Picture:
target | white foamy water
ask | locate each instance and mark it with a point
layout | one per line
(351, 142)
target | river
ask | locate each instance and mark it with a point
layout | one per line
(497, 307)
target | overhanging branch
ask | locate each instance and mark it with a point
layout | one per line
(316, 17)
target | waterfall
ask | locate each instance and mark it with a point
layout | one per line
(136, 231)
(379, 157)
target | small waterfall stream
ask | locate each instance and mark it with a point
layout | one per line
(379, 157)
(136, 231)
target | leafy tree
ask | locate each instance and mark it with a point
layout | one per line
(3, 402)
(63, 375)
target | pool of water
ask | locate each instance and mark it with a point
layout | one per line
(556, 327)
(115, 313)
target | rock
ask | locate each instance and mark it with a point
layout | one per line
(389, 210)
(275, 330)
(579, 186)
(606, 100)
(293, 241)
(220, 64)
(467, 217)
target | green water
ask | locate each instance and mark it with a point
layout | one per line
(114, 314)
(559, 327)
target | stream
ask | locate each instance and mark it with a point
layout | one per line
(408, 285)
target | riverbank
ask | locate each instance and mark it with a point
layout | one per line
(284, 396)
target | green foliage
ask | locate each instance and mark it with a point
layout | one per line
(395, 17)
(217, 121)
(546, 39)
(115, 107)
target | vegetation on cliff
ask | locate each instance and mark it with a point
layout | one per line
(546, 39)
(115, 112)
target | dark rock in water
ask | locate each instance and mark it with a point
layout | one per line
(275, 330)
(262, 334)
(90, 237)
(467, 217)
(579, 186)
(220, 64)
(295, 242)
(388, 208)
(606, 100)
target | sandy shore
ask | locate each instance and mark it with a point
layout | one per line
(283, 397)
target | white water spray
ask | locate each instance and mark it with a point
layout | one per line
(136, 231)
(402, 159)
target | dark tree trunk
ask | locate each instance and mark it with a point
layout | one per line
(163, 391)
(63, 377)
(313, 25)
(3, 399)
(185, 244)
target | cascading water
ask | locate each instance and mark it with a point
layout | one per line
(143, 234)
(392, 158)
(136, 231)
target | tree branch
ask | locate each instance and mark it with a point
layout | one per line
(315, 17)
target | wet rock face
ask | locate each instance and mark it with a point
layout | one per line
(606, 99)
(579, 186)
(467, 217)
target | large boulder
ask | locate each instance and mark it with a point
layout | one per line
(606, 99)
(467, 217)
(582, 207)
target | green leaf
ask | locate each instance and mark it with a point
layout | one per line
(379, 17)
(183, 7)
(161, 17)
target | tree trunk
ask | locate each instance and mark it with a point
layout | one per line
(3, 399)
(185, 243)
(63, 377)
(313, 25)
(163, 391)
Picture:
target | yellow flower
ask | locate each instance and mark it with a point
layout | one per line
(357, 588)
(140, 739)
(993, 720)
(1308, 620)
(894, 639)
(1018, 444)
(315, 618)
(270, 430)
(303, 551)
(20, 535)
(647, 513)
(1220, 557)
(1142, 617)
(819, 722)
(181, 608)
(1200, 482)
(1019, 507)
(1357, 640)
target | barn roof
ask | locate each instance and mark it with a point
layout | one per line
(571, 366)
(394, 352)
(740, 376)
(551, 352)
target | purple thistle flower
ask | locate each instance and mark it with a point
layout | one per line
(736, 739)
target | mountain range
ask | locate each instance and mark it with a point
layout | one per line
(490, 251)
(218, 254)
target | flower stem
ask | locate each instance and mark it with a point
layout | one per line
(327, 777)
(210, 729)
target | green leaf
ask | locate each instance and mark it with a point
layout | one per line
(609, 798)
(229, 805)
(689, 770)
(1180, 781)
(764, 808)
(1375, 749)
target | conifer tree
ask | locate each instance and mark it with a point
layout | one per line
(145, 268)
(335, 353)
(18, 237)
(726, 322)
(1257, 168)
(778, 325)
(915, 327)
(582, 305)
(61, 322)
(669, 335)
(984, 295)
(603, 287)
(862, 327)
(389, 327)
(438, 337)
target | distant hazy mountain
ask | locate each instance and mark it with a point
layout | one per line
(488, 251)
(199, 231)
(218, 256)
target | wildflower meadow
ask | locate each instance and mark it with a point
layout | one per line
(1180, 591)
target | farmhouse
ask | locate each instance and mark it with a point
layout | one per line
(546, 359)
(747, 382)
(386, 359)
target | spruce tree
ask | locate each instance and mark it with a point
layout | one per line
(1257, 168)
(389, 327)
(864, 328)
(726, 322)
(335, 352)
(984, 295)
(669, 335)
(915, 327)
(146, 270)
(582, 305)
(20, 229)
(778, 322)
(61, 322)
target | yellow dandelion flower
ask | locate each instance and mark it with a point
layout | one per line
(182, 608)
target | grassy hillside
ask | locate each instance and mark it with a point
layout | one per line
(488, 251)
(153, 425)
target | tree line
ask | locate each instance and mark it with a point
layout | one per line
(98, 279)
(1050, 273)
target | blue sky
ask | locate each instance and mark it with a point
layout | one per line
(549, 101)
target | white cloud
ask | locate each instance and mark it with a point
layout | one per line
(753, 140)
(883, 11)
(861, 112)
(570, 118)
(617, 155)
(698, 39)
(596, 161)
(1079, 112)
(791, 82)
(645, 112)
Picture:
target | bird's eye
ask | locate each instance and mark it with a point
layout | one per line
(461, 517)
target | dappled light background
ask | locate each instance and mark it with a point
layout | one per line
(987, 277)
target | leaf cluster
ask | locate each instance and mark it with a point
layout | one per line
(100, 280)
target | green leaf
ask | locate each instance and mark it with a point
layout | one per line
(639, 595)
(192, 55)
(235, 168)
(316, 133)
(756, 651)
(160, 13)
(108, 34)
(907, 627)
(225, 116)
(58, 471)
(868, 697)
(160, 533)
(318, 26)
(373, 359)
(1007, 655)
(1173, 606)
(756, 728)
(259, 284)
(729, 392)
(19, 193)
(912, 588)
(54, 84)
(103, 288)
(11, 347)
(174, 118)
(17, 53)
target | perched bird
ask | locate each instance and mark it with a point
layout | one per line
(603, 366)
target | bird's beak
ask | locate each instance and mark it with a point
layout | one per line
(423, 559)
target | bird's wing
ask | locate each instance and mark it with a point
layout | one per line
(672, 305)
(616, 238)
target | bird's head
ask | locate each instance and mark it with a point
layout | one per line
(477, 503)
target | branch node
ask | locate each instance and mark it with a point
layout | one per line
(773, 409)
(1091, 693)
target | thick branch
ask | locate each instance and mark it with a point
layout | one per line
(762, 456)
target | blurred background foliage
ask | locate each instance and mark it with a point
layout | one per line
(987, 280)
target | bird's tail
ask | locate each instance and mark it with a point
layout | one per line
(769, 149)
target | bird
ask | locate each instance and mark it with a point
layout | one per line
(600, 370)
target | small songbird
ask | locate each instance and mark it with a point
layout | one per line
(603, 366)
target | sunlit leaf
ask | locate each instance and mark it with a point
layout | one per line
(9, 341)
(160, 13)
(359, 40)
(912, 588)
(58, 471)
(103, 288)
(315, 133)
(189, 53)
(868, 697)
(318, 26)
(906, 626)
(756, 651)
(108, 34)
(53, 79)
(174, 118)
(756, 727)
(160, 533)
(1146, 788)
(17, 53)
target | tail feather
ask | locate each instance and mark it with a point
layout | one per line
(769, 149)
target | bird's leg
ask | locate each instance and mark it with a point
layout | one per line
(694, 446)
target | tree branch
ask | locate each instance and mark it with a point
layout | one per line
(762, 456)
# # # # # # #
ACTIVITY:
Only one stretch of the data above is needed. Restate it word for word, from the line containing "target | stream" through the line containing "target | dark rock in water", both ends included.

EXPECTED ANSWER:
target | stream
ask | locate each instance and mark it with a point
layout | one per line
(408, 285)
target | riverbank
ask | locate each instance and mark it with a point
layout | one per line
(284, 396)
target | green foliage
ask | locate each instance and mark it with a point
layout | one per line
(395, 17)
(217, 121)
(546, 39)
(115, 107)
target | vegetation on cliff
ask | locate each instance and mark it with a point
layout | one per line
(546, 39)
(115, 112)
target | dark rock in water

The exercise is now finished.